** EXCERPTED PASSAGE **

* start *

“See, I have given you this land. Go in and take possession of the land the Lord swore he would give to your fathers—to Abraham, Isaac and Jacob—and to their descendants after them” (Deuteronomy 6:8).
Orphans. Displacement. Homeless. Migration. Deportation. Resettlement. Instability. War. Starvation. Refugees. Exodus. Exile. Foreigner. Outcast. Discrimination.
My Bible reading and study in recent weeks has focused on the Exodus. The last five secular novels I read have had, just by chance, some interesting similarities. The last two novels I read were coincidentally based on displaced people. One was about some of the surviving Jews from Germany, Poland, and Czech Republic who resettled in what would become the new state of Israel, reclaiming land from the Arabs who had occupied Palestine for hundreds of years, all of whom faced war, starvation, and resettlement as they struggled through the formation of this new country. The other was about the half million or so people from Oklahoma, Texas, Missouri, and Arkansas who traveled west to California seeking work after their land had been devastated by the Dust Bowl during the Great Depression, only to subsist in tent camps facing discrimination while migrating up and down the state seeking work picking crops. And recently, I read three novels in a row that coincidentally were each centered around the key figure being an orphan.

* end *

[Records contained in a dataset]

* start *

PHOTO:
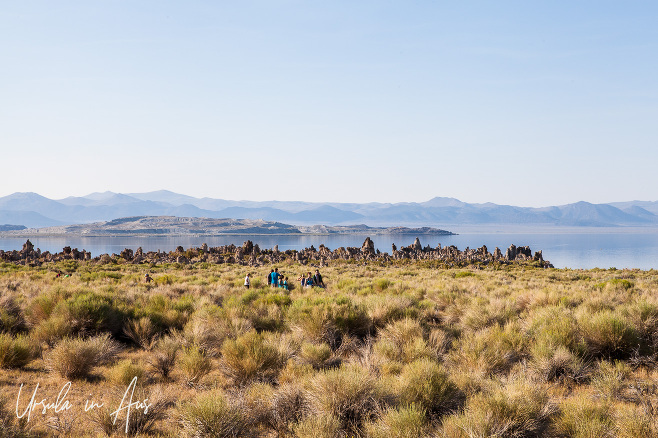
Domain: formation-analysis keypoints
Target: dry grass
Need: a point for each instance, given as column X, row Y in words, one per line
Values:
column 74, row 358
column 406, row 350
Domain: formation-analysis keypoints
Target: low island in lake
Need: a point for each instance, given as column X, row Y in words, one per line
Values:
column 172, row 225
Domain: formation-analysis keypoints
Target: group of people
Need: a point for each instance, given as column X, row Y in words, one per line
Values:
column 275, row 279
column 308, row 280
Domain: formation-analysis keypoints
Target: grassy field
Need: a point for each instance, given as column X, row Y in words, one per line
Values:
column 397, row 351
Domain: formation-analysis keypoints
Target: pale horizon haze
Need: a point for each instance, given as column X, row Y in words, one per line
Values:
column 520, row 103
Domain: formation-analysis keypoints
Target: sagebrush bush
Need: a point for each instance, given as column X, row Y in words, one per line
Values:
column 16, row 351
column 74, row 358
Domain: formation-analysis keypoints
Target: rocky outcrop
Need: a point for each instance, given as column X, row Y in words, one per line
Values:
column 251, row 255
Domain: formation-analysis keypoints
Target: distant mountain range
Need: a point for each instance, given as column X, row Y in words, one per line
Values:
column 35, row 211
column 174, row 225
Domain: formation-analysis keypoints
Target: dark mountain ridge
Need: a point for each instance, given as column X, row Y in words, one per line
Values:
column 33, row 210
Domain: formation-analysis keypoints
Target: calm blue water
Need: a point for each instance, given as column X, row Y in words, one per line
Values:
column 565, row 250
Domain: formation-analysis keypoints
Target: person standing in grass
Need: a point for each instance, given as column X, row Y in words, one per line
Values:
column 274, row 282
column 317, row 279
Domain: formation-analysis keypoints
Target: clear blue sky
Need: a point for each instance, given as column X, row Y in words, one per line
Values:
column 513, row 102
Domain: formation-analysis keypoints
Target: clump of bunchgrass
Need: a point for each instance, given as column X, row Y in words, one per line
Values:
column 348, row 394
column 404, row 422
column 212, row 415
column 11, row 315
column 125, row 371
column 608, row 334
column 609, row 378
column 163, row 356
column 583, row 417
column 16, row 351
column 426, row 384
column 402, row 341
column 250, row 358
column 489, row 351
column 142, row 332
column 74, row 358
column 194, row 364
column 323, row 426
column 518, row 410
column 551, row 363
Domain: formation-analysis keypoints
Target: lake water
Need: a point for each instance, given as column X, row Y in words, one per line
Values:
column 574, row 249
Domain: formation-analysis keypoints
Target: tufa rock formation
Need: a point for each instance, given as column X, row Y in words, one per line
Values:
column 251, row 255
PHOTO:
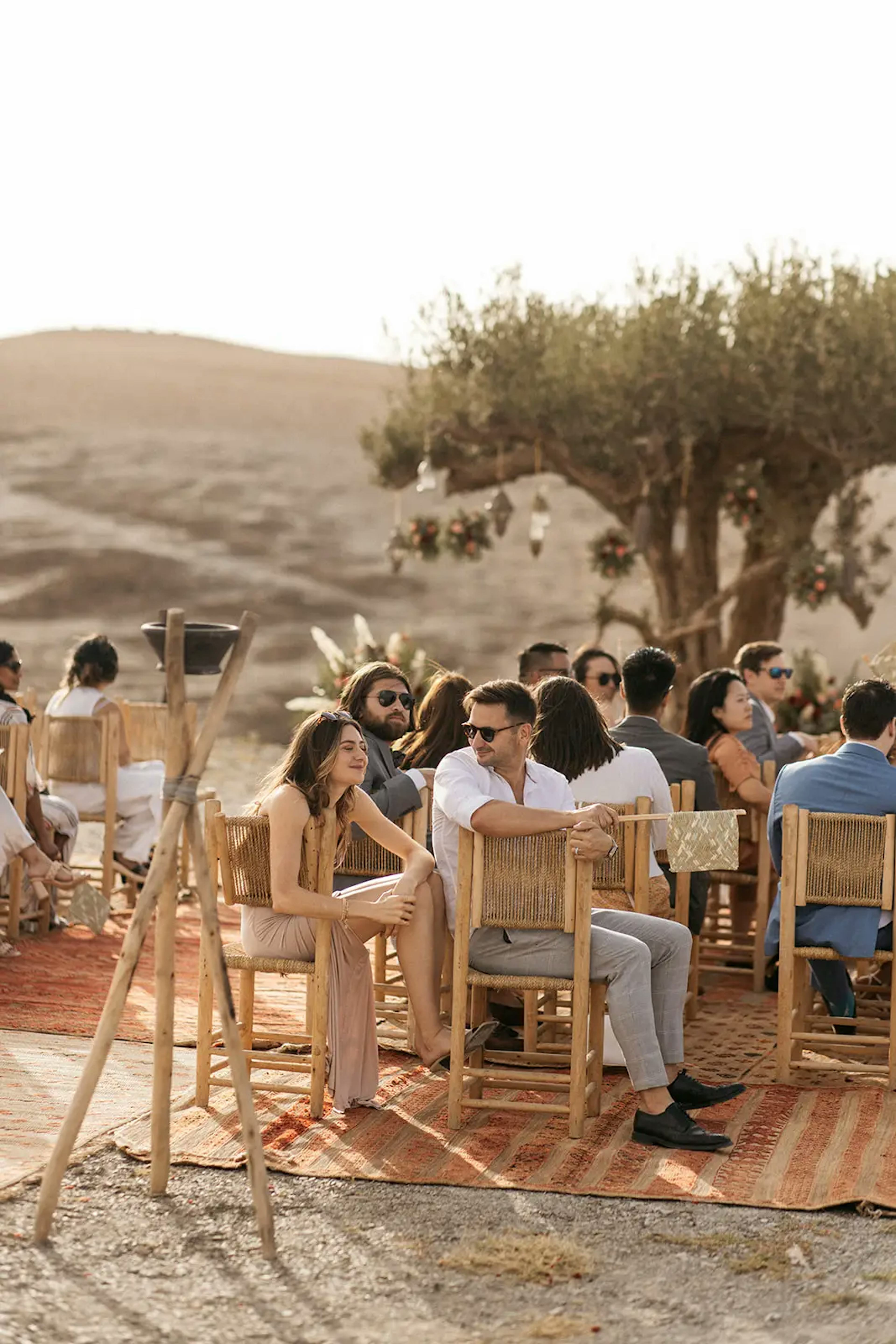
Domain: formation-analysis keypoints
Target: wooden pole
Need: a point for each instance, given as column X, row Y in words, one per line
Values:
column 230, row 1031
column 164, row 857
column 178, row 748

* end *
* start *

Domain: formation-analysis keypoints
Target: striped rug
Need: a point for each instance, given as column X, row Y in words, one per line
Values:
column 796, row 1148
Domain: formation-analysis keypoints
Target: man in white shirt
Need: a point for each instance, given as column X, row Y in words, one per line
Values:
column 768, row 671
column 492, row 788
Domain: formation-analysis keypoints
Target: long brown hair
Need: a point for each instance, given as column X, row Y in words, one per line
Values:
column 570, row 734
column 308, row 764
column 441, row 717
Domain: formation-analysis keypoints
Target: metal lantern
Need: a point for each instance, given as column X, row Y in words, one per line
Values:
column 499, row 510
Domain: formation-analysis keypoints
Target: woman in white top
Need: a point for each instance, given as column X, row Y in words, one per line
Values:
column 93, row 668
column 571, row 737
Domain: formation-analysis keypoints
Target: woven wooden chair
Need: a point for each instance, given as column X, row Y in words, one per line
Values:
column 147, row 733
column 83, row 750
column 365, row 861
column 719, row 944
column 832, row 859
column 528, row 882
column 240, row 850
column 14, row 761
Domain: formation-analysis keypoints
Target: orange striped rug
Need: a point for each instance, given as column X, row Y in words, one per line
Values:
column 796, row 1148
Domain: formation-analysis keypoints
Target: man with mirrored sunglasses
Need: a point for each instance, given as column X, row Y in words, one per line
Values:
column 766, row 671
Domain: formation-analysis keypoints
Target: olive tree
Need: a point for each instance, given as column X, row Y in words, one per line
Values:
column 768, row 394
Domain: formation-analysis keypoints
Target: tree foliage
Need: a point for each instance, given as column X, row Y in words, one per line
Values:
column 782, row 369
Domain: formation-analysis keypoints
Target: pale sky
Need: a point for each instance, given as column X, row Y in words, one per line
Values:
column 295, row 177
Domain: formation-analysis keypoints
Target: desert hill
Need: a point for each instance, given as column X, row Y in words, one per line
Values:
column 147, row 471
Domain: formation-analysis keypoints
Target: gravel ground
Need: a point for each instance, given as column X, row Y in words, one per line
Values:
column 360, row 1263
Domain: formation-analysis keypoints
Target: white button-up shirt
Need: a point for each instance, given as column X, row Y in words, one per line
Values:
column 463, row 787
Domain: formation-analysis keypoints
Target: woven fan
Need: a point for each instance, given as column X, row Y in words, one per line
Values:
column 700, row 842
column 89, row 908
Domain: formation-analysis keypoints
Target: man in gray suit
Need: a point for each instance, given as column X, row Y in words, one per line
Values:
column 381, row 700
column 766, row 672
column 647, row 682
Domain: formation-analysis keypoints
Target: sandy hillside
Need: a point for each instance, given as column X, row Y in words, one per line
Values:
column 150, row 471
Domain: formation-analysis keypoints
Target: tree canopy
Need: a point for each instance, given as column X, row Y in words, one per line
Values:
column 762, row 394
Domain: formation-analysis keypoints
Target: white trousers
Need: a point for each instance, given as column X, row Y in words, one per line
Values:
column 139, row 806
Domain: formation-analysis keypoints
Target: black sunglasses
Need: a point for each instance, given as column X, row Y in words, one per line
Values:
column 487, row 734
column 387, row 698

* end *
* start *

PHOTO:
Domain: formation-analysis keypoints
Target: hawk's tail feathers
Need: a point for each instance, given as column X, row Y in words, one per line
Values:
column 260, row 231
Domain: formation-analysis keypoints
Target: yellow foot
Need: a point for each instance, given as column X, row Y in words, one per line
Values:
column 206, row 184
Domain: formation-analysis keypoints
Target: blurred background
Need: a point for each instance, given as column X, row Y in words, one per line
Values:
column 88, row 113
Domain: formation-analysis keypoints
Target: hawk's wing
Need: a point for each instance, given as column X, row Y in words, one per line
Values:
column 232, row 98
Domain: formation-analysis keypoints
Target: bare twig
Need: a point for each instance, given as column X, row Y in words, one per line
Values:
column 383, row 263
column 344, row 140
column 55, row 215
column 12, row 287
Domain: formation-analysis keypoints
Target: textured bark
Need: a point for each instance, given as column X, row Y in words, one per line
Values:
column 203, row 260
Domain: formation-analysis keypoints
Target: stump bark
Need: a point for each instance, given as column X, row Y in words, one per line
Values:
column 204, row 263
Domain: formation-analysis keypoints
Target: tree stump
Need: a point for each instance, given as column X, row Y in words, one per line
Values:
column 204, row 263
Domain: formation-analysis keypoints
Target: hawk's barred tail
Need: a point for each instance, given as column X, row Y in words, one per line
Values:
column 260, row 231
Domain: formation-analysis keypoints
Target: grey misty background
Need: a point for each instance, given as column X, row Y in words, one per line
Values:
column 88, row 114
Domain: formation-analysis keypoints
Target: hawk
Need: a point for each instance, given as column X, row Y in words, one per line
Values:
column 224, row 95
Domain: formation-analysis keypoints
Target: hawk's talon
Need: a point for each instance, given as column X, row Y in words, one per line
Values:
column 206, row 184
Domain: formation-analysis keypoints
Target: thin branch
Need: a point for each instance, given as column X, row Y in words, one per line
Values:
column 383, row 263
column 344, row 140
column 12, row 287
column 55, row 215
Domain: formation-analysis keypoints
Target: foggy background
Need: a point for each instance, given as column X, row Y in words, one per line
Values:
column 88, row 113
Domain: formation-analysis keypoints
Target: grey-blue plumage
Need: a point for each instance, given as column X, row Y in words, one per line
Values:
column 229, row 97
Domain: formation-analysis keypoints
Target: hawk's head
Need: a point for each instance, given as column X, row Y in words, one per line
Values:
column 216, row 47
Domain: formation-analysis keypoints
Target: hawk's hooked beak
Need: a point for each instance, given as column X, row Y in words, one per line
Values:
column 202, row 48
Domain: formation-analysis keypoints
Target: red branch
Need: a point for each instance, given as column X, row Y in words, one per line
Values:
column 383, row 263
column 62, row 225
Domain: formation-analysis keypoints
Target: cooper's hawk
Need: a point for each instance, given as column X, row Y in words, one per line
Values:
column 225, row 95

* end *

** TASK SET **
**a.** Repeat word for word the part of the passage on displacement and exile that runs between "Orphans. Displacement. Homeless." and "Foreigner. Outcast. Discrimination.", inclusive.
**b.** Carry on writing the passage on displacement and exile, starting right after its last sentence.

** TASK RESULTS **
**a.**
Orphans. Displacement. Homeless. Migration. Deportation. Resettlement. Instability. War. Starvation. Refugees. Exodus. Exile. Foreigner. Outcast. Discrimination.

**b.**
Orphans. Displacement. Homeless. Migration. Deportation. Resettlement. Instability. War. Starvation. Refugees. Exodus. Exile. Foreigner. Outcast. Discrimination.
There are so many specific events in history about resettlement; some recorded in the Bible. Abraham was called by God to leave his home and resettle in Canaan, then his descendants had to move to Egypt to survive the famine, then those descendants escaped slavery in Egypt under Moses’ leadership to resettle in Canaan, displacing the Canaanites who had since settled there during the last 400 years. “So I gave you a land on which you did not toil and cities you did not build; and you live in them and eat from vineyards and olive groves that you did not plant” (Joshua 24:13). And we know that many years later, the Israelites were defeated in battle by the Assyrians and Babylonians, and many were deported to foreign lands; seventy years later they were able to return to the Promised Land to rebuild their temple and retake their land. So much instability, movement; so many casualties. Even Mary and Joseph had to take the baby Jesus to Egypt for a time to escape persecution. Globally, there have been major displacements on each inhabited continent. Even in our great country of America, Europeans displaced the Native Americans as the United States was formed, Africans were forcibly brought to America as enslaved people, and we continue to be a haven of sorts for refugees and those seeking political asylum from a variety of countries.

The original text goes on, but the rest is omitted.